Segment Start: Text provided

At least insomnia gives me time to post lol. I hate sleep and it hates me back.

I was going to suggest moving into another room. A few tips, and these come from serious experience with mental health issues.
-you need to minimize contact but still show love. Google love languages and do the quizzes and have your husband do them too. Try to fulfil those and tell him directly that you are doing whatever action specifically because you love him. An example (if he is quality time and physical touch)would be spend time watching his favorite tv show and give him a back rub but insist that there can be no talking if that's an issue.
-tough love with clear and enforced boundaries. You need to follow through too. If something gets mad or annoyed or anything but loving, stop the conversation and say you love him and want to talk about it in counseling, but are unwilling to talk about it now and leave the room.
-loneliness and space and time are the most powerful motivating forces I've ever encountered. He will be driven to fix his issues, but only after sitting alone with his thoughts for hours. When you are around he can blame his unhappiness on you.
-I would suggest snuggling with him for 5-10 minutes in bed and then sleep in the other room. Again, enforce no talking if its an issue. It will be time he will deeply cherish and look forward to every night.

Segment End: Text provided
Segment Start: Listed records

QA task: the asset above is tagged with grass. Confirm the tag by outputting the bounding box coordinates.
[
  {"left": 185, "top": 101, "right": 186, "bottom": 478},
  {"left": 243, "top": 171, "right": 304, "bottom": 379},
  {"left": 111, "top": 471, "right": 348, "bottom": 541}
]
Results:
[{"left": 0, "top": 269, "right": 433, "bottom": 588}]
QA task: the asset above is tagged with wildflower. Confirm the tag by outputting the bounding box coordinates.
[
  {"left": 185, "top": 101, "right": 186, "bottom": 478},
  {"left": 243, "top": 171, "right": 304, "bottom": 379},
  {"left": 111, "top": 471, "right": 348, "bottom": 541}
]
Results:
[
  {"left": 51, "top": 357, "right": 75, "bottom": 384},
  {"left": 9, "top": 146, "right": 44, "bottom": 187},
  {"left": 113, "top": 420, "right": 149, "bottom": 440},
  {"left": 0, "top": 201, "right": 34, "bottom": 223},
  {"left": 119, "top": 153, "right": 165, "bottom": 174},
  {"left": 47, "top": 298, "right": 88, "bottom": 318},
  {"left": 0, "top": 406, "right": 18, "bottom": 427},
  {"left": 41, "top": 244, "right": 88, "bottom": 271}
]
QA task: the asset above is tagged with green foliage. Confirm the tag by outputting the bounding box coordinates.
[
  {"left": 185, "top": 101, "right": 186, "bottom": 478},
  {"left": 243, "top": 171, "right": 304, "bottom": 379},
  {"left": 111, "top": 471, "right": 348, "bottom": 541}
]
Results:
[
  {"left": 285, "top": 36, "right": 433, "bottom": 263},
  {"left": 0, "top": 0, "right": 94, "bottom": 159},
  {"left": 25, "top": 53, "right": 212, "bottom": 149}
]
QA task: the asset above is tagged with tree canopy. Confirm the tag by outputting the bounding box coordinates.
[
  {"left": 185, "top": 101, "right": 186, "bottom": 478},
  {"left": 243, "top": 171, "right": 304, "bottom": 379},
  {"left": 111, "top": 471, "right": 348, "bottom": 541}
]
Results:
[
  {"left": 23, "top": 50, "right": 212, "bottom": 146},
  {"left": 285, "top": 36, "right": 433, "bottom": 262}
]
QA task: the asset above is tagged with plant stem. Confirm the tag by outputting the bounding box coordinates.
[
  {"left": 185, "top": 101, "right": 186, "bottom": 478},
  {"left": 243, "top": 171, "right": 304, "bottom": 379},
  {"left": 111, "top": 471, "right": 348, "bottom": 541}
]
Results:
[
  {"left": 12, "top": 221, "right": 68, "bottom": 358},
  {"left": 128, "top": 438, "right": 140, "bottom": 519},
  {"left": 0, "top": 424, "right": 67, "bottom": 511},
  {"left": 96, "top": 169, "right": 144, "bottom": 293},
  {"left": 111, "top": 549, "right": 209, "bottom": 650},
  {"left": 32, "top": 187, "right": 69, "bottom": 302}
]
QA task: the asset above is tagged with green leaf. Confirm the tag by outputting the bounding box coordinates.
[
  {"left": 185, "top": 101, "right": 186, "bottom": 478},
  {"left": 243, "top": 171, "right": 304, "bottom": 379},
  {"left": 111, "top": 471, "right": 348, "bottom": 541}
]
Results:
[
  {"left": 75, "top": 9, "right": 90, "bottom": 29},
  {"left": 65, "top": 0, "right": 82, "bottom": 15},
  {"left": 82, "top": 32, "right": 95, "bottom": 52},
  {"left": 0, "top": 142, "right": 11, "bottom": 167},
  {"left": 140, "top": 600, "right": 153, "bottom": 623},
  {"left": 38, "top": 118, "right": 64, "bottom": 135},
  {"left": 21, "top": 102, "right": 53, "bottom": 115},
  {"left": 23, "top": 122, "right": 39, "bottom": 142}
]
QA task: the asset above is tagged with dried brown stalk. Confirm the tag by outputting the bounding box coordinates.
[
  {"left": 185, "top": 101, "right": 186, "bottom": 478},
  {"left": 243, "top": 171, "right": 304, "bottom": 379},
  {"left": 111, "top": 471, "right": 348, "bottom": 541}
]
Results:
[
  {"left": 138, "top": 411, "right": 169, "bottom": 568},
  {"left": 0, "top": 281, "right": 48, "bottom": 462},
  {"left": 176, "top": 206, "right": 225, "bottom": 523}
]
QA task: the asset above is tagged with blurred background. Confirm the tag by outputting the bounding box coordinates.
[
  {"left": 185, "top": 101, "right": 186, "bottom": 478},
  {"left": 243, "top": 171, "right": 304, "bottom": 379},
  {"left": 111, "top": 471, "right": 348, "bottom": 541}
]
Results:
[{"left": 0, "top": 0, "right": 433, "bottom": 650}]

Segment End: Listed records

> **Activity**
Write the next part of the forum post on coping with a husband's mental health struggles, starting after its last tip.

> **Response to this exercise**
the closer you stick to those the better.

It would be ideal if the only time you saw him was a few minutes to cuddle.

Be creative and figure out what works and what doesn't. Cut out anything that doesn't. Show him love and tell him directly. Minimize contact. Make the short amount of time you do spent together something to cherish and look forward to.

Finally, find your faith again if it hasn't been a priority. Read sacred marriage if you are religiously inclined.

I'm not sure hormonal makes sense. Does he still have a sex drive? Does he have hobbies that he enjoys? Unless he has a diagnosis, a medical doctor won't be able to help. Men really work off one hormone - testosterone. If he still has a sex drive and isn't so high on testosterone that he is punching holes in walls, he is probably normal that way.

The porn addiction and not telling the truth aren't good signs. Also, not dealing with the death is bad too. was he just looking at porn or was it a full blown 3-5 hour a day addiciton?

Finally, there are going to be marriage issues and communication to fix, but the anger and whatever else needs to be under control first.

The goal in your actions needs to be to give him hours alone to deal with his emotions by himself, get him lonely and wanting to spend time and repair things with you, and creating short good times he will cherish every day. Also very clear boundaries and consequences. If he gets mad, don't snuggled with him that night. Tough love.

I wish you the best and God bless.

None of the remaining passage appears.